* Passage given:
(begin)
B. Integrated may at its option at any time, and shall promptly upon the Company’s demand, turn over to the Company and cease to retain the Company’s files, records and documents created and maintained by Integrated pursuant to this Agreement which are no longer needed by Integrated in the performance of its services or for its legal protection. If not so turned over to the Company, such documents and records will be retained by Integrated for six years from the year of creation.
11. DATA ACCESS AND PROPRIETARY INFORMATION.
The Company acknowledges that the data bases, computer programs, screen formats, report formats, interactive design techniques, and documentation manuals furnished to the Company by Integrated as part of the Company’s ability to access certain Company-related data (“Customer Data”) maintained by Integrated on data bases under the control and ownership of Integrated or another third party (“Data Access Services”) constitute copyrighted, trade secret, or other proprietary information (collectively, “Proprietary Information”) of substantial value to Integrated or other third party. In no event shall Proprietary Information be deemed Customer Data. The Company agrees to treat all Proprietary Information as proprietary to Integrated and further agrees that it shall not divulge any Proprietary Information to any person or organization except as may be provided hereunder.
(end)
* Input rows:
(begin)
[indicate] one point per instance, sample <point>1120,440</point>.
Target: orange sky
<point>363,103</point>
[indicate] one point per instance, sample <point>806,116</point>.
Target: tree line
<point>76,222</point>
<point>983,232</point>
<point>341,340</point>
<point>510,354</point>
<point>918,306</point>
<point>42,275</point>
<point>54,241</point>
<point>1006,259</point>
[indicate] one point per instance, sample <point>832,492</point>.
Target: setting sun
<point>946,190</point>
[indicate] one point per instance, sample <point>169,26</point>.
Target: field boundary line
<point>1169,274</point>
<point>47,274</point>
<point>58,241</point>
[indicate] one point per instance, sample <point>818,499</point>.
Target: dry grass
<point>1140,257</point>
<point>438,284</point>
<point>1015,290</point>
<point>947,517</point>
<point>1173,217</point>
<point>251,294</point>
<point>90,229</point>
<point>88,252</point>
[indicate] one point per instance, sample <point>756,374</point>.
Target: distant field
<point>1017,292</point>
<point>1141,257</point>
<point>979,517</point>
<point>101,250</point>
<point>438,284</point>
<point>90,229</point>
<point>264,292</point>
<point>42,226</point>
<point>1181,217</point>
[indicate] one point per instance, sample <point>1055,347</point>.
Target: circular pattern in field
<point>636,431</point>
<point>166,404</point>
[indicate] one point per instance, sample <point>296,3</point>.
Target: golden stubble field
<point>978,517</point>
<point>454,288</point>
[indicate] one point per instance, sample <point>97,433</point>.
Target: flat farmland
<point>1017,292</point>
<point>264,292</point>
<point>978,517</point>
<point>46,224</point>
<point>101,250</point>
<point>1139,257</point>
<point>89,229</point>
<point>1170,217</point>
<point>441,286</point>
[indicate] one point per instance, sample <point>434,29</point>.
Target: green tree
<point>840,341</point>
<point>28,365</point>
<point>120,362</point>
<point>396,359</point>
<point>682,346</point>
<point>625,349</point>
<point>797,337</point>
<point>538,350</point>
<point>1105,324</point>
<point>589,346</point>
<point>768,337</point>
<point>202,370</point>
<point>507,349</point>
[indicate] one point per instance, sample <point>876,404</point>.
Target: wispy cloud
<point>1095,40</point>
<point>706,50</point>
(end)
* The tasks:
a: Set down, word for word, the part of the agreement excerpt that opens with the words containing "B. Integrated may" and closes with "AND PROPRIETARY INFORMATION.".
b: Shift the answer point coordinates by adding 93 to each number. Rewrite every line of the listing, requests included, from its start through the line containing "<point>363,103</point>", and give only those lines.

* Replies:
a:
B. Integrated may at its option at any time, and shall promptly upon the Company’s demand, turn over to the Company and cease to retain the Company’s files, records and documents created and maintained by Integrated pursuant to this Agreement which are no longer needed by Integrated in the performance of its services or for its legal protection. If not so turned over to the Company, such documents and records will be retained by Integrated for six years from the year of creation.
11. DATA ACCESS AND PROPRIETARY INFORMATION.

b:
[indicate] one point per instance, sample <point>1120,440</point>.
Target: orange sky
<point>456,196</point>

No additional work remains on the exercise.